### Job
Copy the material below word for word, reproducing every line in order without any changes.

——————————

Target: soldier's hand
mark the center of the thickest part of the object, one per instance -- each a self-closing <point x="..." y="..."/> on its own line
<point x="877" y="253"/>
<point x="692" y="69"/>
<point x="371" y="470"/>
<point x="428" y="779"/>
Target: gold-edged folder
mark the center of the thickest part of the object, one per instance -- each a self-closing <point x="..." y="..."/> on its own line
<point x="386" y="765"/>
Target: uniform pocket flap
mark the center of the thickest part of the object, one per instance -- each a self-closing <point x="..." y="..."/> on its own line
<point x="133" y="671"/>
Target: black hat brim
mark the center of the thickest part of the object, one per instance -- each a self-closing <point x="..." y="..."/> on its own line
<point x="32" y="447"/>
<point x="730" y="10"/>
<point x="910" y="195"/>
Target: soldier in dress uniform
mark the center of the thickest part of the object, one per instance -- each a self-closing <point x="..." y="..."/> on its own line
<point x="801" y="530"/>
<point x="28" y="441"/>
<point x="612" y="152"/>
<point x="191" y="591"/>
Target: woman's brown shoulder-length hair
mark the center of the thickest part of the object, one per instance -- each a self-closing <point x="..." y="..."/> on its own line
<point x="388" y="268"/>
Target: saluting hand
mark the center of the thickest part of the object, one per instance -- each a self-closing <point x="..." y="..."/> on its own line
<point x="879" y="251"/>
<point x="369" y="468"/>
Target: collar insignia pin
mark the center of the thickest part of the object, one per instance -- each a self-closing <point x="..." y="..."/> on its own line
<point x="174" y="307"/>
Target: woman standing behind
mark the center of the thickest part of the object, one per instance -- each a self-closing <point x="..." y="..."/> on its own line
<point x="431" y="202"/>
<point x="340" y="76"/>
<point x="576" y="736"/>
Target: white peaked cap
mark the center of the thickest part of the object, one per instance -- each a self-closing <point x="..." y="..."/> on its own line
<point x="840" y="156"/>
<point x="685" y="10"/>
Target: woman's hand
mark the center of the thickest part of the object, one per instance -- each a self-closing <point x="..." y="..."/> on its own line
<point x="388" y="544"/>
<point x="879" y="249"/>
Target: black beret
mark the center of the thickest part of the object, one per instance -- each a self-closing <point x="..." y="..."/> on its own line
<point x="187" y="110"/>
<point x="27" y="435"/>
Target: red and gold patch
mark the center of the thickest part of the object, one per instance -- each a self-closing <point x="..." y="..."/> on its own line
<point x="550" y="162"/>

——————————

### Task response
Target: soldier's hand
mark the center of the thickest part of the object, one per instance -- each a self-closing <point x="..." y="..."/> on its own line
<point x="877" y="253"/>
<point x="692" y="69"/>
<point x="371" y="470"/>
<point x="428" y="779"/>
Target: gold-edged folder
mark the center of the thickest part of the object, one per instance -- each a self-closing <point x="..." y="..."/> on its own line
<point x="386" y="765"/>
Target: uniform pocket flap
mark the center of the thickest part of the object, one per instance -- each a self-closing <point x="..." y="..."/> on its own line
<point x="133" y="671"/>
Target: black hat brim
mark the center of the thickest part of the object, one per instance -- each a self-closing <point x="..." y="..."/> on its own line
<point x="32" y="447"/>
<point x="730" y="10"/>
<point x="910" y="195"/>
Target: soldier in dress uniform
mark the center of the thickest part of the object, one per instance -- each a self-closing <point x="..." y="..."/> on its own line
<point x="801" y="530"/>
<point x="28" y="441"/>
<point x="612" y="152"/>
<point x="191" y="591"/>
Target: woman's brown shoulder-length hair
mark the center of the thickest part of the object, one per instance -- each a self-closing <point x="..." y="..."/> on its own line
<point x="388" y="268"/>
Target: saluting hand
mark the center of the thickest part of the object, one per instance -- each a self-closing <point x="..." y="..."/> on its own line
<point x="879" y="251"/>
<point x="369" y="468"/>
Target: collar insignia pin
mark the center of the thickest part of the object, one per instance -- each a self-closing <point x="..." y="..."/> on its own line
<point x="174" y="307"/>
Target: woman standing behind
mark the center of the thickest part of the object, one per instance -- each a self-closing <point x="..." y="..."/> on its own line
<point x="431" y="202"/>
<point x="340" y="76"/>
<point x="576" y="736"/>
Target: white peaked cap
mark the center of the thickest part of the object, one per instance -- each a self-closing <point x="..." y="..."/> on its own line
<point x="840" y="156"/>
<point x="685" y="10"/>
Target: woman's hand
mark the center of the thickest part of the object, one per instance -- each a self-closing <point x="..." y="..."/> on its own line
<point x="388" y="544"/>
<point x="879" y="249"/>
Target: black beret
mark the center of the thickest part of the object, one per instance -- each a self-closing <point x="..." y="..."/> on its own line
<point x="187" y="110"/>
<point x="27" y="435"/>
Target: red and gold patch
mark the center of the thickest part of the object, one per instance -- each a self-closing <point x="..." y="..."/> on its own line
<point x="550" y="162"/>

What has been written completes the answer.